** Begin PAGE EXCERPT **

New guideline for APP privacy behaviour

The Chinese data protection regime has been constantly and rapidly developing in recent years. On November 28, 2019, the Cyberspace Administration of China (CAC) along with three national level ministries shed more light on the topic of how APP operators should collect and use personal information (PI) in a compliant way. The guideline outlines in quite straightforward terms those detailed acts of misconduct which should be avoided, which is similar in part to the GDPR requirements. It is rolled out under the roof of the PRC Cyber Security Law and serves as a good reference for companies to better design and manage their APP related business.

According to such Measures on Identifying Misconducts of APPs in Collection and Use of Personal Information in Violation of Laws and Regulations (Guo Xin Ban Mi Zi [2019] No. 191), good privacy policy practices should include the following features:

  • existing in the APP and including rules on collection and use of PI,
  • providing pop-ups to alert readers upon first run,
  • easy to access (e.g. up to four clicks from the main page),
  • reader friendly and in a remarkable way, and
  • tailored for China market: available in simplified Chinese so do not forget a good translation!

Statutorily required disclosure on purpose, manner and scope (PMS) of PI collection and use will only be satisfied when an APP

  • outlines PMS of each process including that of embedded coding, plug-in or by third parties,
  • properly notifies users of any change of PMS (e.g. reminds users to read the updated privacy policy),
  • discloses the purposes of use explicitly and clearly in an understandable way when asking for privilege for PI collection (particularly sensitive personal information like ID no., bank account, location), and
  • contains easy-to-read privacy policy without using jargon.

Data subject’s consent will be deemed missing where the APP has any of the following:

  • obvious misconduct like collection without, before or deviating from data subject’s consent or its privacy policy, or fraud and deceit,
  • after being explicitly declined, frequently using pop-ups to seek consent thus interfering users’ normal use,
  • opt-out instead of opt-in,
  • changing privilege configuration e.g. via APP update,
  • pushing information purely based on user profiling without an option for non-profiling pushing, or
  • absence of means to withdraw the given consent.

Under the Measures, excessive collection of personal information exists if an APP.

  • collects PI which is irrelevant to or beyond the actual demand of the offered services,
  • bundles consent with offered services (including tie-up of extended consent with APP update)
  • bundles consent with better services/experience, profiling-based pushing or new product R&D,
    bundled consents in one-go

Compared with rules in the past, the Measures stress the aspects set out below to which APP developers and operators shall pay particular attention:

Anonymization: any in-APP or via-APP transmission of collected data to third parties (including via embedded coding, plug-in or re-linking) shall be subject to a valid consent where anonymization plays an important role absence of which could potentially frustrate a given consent;

Right to be forgotten: APPs shall provide valid and reasonably accessible means for users to delete PI and de-register, where a deletion request shall be attended to promptly and the deletion completed within a deadline of maximum 15 working days;

Compliant handling: valid contact point for compliance shall be provided and a complaint shall be handled within a deadline of maximum 15 working days.

Many of the issues addressed by the Measures are blind spots commonly seen for a number of years in the fields of finance and retail when respective rules remained general and vague. Misuse, misleading and even deceptive practices on the market have given rise to serious complaints by consumers. Enforcement actions by regulators have been mainly driven by social complaints instead of detailed rules.

The Measures now set a very clear borderline for APP operators to behave themselves, which is good news particularly for those companies which have in place good data and privacy protection practice. In addition, to provide clear and practicable guidance, the Measures outline very specific acts of misconduct which are not meant to be exhaustive. This is a very pragmatic approach taken by the regulators to address concerns of society. Considering the fact that the whole data protection and cyber security regime in China is growing fast, it is foreseeable that more guidance and rules like the Measures will be rolled out in the near future.

** End PAGE EXCERPT **
** Begin ENTRIES SHOWN **

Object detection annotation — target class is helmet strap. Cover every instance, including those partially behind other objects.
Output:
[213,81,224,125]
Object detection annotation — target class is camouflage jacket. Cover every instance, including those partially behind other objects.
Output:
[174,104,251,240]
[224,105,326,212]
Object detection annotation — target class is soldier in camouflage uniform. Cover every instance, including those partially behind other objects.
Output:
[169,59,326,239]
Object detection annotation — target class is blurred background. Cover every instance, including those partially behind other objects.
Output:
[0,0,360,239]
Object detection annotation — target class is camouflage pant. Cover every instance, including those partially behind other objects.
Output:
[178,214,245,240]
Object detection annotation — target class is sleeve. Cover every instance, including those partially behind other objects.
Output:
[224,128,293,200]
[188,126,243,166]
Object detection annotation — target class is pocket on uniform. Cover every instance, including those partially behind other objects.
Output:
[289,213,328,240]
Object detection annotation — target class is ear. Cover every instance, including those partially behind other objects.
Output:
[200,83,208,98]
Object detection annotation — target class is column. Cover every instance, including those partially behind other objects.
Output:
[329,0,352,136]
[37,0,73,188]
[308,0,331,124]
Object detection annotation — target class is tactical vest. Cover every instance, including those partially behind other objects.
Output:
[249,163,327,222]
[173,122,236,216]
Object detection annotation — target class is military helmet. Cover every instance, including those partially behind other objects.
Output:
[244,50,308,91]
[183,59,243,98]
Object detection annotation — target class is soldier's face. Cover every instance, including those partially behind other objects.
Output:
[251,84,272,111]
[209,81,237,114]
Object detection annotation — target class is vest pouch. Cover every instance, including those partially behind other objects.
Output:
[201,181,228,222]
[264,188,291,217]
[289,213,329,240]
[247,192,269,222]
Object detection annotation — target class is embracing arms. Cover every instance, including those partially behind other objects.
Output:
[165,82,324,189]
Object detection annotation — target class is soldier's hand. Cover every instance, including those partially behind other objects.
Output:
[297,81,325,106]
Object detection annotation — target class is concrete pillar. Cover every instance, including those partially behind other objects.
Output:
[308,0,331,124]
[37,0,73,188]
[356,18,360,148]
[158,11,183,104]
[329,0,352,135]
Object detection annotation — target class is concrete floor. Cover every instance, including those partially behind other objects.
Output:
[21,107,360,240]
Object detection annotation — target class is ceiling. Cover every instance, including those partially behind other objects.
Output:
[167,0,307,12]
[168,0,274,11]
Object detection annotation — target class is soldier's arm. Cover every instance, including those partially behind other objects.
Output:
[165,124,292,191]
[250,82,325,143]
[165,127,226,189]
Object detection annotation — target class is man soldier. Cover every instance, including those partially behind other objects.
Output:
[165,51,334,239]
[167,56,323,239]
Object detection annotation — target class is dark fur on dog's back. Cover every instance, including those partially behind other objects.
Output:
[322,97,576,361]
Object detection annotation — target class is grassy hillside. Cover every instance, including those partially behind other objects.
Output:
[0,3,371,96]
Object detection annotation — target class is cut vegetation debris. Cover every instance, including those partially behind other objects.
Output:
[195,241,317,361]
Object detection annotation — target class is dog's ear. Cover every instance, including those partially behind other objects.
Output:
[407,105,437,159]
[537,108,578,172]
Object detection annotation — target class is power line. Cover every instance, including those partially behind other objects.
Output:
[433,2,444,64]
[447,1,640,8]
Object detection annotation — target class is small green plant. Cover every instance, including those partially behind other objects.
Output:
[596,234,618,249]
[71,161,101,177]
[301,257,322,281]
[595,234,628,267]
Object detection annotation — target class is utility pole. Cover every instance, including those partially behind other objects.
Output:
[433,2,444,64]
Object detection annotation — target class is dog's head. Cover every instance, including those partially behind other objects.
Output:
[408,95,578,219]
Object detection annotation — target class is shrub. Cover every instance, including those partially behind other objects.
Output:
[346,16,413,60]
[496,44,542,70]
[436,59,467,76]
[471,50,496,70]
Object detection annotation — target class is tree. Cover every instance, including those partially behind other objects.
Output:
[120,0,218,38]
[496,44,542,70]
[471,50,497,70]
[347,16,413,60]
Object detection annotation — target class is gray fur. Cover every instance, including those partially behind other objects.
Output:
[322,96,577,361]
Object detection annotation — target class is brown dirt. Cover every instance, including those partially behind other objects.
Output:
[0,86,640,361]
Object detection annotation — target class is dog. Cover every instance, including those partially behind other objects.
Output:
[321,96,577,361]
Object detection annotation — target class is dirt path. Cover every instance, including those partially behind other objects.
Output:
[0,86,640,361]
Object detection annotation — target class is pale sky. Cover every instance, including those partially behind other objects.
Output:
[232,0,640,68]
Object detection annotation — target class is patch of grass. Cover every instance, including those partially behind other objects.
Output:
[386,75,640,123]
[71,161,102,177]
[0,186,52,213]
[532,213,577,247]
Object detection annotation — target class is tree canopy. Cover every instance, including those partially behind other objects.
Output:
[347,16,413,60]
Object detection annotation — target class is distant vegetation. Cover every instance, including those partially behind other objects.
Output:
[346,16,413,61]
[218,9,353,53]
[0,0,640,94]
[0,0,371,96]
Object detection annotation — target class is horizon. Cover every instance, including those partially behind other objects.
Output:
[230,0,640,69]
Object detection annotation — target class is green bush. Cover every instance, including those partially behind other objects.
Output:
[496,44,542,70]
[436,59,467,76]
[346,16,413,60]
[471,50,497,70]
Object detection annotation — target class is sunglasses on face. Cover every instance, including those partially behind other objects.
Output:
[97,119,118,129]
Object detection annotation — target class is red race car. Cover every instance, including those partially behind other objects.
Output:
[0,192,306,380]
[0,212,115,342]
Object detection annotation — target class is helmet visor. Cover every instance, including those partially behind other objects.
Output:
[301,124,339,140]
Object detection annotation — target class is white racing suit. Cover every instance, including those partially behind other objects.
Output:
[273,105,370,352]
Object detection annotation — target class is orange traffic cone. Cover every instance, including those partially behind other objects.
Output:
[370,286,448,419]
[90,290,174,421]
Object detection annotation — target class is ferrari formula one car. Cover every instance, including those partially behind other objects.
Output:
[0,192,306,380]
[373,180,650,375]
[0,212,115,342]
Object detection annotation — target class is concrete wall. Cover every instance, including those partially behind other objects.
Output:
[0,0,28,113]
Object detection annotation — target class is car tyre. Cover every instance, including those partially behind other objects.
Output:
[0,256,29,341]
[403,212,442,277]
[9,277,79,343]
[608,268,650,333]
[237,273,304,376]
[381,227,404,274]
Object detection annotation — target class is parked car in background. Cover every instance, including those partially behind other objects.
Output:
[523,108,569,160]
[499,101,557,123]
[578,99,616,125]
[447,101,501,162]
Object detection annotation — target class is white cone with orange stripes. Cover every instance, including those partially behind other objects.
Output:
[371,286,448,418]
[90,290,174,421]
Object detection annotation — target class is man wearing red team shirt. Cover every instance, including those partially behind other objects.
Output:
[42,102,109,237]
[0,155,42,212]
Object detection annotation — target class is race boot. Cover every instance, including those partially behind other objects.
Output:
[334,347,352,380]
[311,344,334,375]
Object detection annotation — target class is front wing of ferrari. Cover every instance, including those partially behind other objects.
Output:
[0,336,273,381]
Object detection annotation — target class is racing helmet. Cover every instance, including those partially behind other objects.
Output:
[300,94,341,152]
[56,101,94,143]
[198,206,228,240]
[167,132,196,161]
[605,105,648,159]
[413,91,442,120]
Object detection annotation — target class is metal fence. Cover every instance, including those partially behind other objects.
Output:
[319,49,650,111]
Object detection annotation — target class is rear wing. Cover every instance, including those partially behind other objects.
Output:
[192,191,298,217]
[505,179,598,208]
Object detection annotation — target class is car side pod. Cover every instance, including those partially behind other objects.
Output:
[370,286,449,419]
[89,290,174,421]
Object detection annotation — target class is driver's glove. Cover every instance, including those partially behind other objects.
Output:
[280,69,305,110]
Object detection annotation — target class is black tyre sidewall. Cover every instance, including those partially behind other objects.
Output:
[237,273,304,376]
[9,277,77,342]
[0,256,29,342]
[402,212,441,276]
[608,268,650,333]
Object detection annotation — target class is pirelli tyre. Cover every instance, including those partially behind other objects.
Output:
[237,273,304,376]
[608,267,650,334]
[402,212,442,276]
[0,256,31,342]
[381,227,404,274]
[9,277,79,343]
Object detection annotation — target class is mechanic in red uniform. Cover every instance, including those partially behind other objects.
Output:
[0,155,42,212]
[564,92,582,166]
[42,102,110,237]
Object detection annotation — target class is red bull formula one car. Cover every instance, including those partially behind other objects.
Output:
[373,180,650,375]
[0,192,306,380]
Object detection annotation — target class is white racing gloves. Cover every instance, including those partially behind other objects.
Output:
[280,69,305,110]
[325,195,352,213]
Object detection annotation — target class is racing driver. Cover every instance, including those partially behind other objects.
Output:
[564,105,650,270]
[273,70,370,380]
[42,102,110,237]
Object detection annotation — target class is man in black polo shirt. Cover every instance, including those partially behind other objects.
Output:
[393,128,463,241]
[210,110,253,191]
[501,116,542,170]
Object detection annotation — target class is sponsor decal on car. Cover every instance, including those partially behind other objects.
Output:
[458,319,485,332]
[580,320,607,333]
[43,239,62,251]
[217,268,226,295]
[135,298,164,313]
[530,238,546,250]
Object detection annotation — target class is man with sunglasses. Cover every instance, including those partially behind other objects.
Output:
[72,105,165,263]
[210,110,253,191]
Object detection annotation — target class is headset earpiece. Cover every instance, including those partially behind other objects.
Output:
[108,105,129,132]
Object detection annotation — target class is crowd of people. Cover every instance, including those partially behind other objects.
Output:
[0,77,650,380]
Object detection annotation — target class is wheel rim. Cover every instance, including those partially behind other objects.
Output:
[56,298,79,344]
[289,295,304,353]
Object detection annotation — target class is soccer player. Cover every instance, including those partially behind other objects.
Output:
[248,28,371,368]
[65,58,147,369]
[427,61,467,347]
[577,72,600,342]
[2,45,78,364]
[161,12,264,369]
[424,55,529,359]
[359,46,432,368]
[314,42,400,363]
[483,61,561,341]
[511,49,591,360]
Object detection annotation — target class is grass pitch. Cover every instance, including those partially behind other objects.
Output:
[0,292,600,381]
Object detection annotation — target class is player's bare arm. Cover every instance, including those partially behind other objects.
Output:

** End ENTRIES SHOWN **

--- CHALLENGE ---
Transcribe the passage of the APP privacy guideline text from "Right to be" to "15 working days.".

--- OUTPUT FOR THIS EXERCISE ---
Right to be forgotten: APPs shall provide valid and reasonably accessible means for users to delete PI and de-register, where a deletion request shall be attended to promptly and the deletion completed within a deadline of maximum 15 working days;

Compliant handling: valid contact point for compliance shall be provided and a complaint shall be handled within a deadline of maximum 15 working days.